** BEGIN Reading passage **

Helpful Genealogies

Reading through the biblical genealogies has become a fascinating experience for me over the last few years. What had been (and still can be) a difficult read through “the begats” has become a helpful tool. Here’s why. Genealogies often reveal something that you would otherwise not have picked up elsewhere. The information contained in them gives details that make Bible stories more understandable. Take for instance the following paragraph.

Boaz begot Obed, and Obed begot Jesse; Jesse begot Eliab his firstborn, Abinadab the second, Shimea the third, Nethanel the fourth, Raddai the fifth, Ozem the sixth, and David the seventh. Now their sisters were Zeruiah and Abigail. And the sons of Zeruiah were Abishai, Joab, and Asahel—three. Abigail bore Amasa; and the father of Amasa was Jether the Ishmaelite.

1 Chronicles 2:12-17

This passage provides not only the lineage of David, but also a closer look at some of his siblings and nephews. This puts into perspective Eliab’s consternation with young David for visiting him during the war (1 Sam. 17:28). As Eliab was the firstborn son and David the seventh, there were at least seven years (probably more) between the two. And when you include the two sisters listed at the end, there is the possibility of even more of an age difference.

Take for instance my own family. I am one of five children. Between my older brother and youngest sister there are a little more than thirteen years. If this schematic was applied to David’s family, David could have been twenty years younger than his eldest brother. If you were in Eliab’s shoes, you may have responded in the same way. Imagine being a thirty-five year old soldier and finding your teen-aged brother rebuking the troops for cowardice. Despite David’s good intentions, Eliab couldn’t see past his youth.

** END Reading passage **
** BEGIN Information shown **

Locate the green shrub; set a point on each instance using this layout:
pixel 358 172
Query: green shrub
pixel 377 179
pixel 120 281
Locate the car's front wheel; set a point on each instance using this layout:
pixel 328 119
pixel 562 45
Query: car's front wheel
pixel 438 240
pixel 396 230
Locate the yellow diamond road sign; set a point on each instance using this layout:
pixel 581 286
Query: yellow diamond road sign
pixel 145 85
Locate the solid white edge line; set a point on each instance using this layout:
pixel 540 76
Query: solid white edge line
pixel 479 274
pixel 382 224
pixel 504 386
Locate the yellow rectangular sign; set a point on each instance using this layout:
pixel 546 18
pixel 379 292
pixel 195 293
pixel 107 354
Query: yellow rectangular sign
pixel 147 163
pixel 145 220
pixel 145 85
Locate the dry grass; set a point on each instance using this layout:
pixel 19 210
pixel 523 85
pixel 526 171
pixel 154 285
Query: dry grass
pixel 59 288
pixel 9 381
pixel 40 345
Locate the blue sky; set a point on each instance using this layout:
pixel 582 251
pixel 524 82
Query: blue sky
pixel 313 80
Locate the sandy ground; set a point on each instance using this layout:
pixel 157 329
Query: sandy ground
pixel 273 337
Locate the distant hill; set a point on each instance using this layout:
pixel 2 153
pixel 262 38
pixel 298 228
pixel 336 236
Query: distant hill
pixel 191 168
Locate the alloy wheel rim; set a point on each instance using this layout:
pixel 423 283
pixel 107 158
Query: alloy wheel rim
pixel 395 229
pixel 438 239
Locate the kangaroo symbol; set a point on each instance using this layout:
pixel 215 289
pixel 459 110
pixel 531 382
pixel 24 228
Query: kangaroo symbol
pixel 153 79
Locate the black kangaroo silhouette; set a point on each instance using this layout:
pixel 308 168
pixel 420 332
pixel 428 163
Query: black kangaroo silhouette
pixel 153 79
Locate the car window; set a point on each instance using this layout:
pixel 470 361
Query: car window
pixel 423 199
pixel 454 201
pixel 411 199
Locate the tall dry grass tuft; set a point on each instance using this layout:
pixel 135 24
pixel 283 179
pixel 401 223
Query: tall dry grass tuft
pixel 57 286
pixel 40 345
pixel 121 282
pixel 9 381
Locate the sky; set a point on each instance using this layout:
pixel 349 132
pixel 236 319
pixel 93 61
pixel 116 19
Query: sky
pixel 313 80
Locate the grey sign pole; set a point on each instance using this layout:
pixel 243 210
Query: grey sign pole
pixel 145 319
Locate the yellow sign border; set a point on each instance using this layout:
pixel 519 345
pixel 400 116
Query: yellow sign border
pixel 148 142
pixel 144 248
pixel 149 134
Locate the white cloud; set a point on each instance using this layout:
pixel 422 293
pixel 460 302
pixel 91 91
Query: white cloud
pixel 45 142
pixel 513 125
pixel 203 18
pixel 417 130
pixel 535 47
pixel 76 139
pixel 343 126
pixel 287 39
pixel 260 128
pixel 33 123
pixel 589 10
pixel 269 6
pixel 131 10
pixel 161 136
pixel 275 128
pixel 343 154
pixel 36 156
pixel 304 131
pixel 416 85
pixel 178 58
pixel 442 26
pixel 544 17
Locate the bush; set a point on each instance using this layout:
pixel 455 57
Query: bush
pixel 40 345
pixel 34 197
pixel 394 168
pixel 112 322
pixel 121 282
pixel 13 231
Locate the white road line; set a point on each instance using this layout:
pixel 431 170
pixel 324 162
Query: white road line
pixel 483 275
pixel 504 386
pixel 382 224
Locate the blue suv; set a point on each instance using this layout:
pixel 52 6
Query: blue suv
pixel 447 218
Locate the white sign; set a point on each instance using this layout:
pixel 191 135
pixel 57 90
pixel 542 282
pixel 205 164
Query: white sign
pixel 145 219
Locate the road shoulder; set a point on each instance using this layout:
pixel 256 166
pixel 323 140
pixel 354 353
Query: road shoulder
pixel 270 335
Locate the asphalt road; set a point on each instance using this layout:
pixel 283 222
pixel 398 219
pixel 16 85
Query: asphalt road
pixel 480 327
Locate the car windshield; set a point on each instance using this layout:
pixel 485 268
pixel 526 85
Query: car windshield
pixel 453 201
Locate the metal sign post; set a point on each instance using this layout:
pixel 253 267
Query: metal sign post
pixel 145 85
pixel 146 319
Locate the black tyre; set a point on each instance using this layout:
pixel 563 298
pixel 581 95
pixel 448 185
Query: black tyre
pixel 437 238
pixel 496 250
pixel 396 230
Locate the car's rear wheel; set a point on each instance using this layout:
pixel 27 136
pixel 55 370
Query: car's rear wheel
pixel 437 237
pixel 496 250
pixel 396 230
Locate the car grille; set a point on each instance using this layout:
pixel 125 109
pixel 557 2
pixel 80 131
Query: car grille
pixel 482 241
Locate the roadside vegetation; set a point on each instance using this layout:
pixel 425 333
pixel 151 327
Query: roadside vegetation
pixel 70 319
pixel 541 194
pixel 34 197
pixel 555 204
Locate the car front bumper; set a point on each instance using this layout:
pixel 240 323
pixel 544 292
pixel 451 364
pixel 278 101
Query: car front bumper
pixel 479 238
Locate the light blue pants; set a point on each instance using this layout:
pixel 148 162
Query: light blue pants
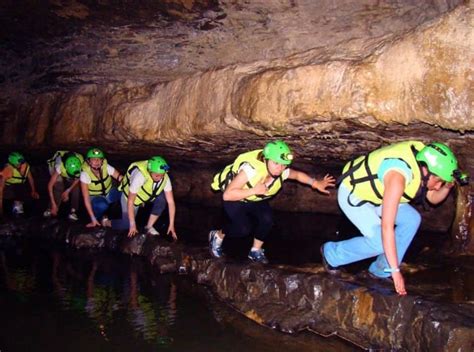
pixel 367 218
pixel 100 204
pixel 159 205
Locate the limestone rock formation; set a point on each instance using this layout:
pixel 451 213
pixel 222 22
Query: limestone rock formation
pixel 202 80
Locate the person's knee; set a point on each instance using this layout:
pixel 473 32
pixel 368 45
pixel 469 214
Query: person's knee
pixel 159 206
pixel 266 221
pixel 241 230
pixel 100 205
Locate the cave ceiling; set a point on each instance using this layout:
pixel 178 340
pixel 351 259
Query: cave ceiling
pixel 205 77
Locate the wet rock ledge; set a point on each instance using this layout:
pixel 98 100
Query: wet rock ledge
pixel 285 298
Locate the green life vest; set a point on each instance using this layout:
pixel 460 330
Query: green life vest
pixel 17 177
pixel 63 154
pixel 224 178
pixel 99 186
pixel 360 174
pixel 149 190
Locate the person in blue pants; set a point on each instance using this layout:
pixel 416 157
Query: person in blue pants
pixel 374 193
pixel 97 186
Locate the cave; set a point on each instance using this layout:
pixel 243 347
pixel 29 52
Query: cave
pixel 202 81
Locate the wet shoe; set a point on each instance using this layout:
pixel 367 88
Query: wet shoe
pixel 214 247
pixel 258 256
pixel 387 279
pixel 328 267
pixel 17 208
pixel 105 222
pixel 151 231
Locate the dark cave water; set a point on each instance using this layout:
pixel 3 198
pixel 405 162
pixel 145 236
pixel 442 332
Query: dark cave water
pixel 55 298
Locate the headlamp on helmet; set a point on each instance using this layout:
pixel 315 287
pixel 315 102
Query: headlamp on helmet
pixel 95 153
pixel 73 165
pixel 439 159
pixel 157 165
pixel 15 159
pixel 279 152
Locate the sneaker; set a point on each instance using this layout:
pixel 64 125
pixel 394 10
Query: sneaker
pixel 328 267
pixel 151 231
pixel 214 247
pixel 258 256
pixel 105 222
pixel 17 208
pixel 387 279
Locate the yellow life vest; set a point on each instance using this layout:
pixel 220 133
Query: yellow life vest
pixel 17 177
pixel 99 186
pixel 149 190
pixel 64 155
pixel 360 174
pixel 222 179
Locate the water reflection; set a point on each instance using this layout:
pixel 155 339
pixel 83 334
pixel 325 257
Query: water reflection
pixel 78 300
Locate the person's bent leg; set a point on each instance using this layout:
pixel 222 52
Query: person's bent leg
pixel 407 222
pixel 99 206
pixel 367 219
pixel 123 223
pixel 58 189
pixel 263 214
pixel 159 205
pixel 75 196
pixel 239 222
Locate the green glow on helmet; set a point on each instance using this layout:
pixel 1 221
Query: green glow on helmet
pixel 15 159
pixel 157 165
pixel 73 166
pixel 439 159
pixel 95 153
pixel 279 152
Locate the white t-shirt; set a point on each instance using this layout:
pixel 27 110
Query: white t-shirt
pixel 57 165
pixel 251 172
pixel 137 180
pixel 85 178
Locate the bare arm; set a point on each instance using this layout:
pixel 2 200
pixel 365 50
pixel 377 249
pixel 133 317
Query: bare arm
pixel 87 204
pixel 320 185
pixel 172 212
pixel 5 174
pixel 31 181
pixel 394 184
pixel 132 231
pixel 65 195
pixel 235 190
pixel 117 175
pixel 437 196
pixel 52 181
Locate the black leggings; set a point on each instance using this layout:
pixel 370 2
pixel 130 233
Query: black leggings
pixel 252 218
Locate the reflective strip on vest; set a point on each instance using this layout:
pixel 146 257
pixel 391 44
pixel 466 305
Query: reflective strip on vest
pixel 360 174
pixel 61 153
pixel 149 190
pixel 99 186
pixel 222 179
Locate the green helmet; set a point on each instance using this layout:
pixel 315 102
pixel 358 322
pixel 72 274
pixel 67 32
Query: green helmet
pixel 16 159
pixel 95 153
pixel 279 152
pixel 157 165
pixel 73 165
pixel 439 159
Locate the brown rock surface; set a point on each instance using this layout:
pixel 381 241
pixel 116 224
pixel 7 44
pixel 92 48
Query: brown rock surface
pixel 200 81
pixel 293 299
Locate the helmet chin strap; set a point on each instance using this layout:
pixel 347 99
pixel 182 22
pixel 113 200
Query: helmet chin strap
pixel 266 164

** END Information shown **

■ What the task asks ■
Could you extend the essay on biblical genealogies, starting right after its final sentence?

■ Expected answer ■
Another item of interest involves Joab. As our family has been reading through the books of Samuel and Kings, we have repeatedly heard David using the phrase “sons of Zeruiah.” Just who was this guy? After reading this section of the genealogy, you quickly realize that Zeruiah was not a man at all; “he” was David’s sister. That would make Joab David’s nephew. But from the way David and Joab got along, it almost seems that they were of similar ages. It could be that Zeruiah was an older sister who had children while David was still growing up, making David a young uncle to Abishai, Joab, Asahel, and Amasa. That would explain why David and Joab had such an interesting relationship.

The next time you are tempted to skip past the genealogies, take a moment to remember what has been learned here today. Genealogies might not cause you to shout, “Hallelujah!,” but they just might help you to understand the biblical narratives a little better.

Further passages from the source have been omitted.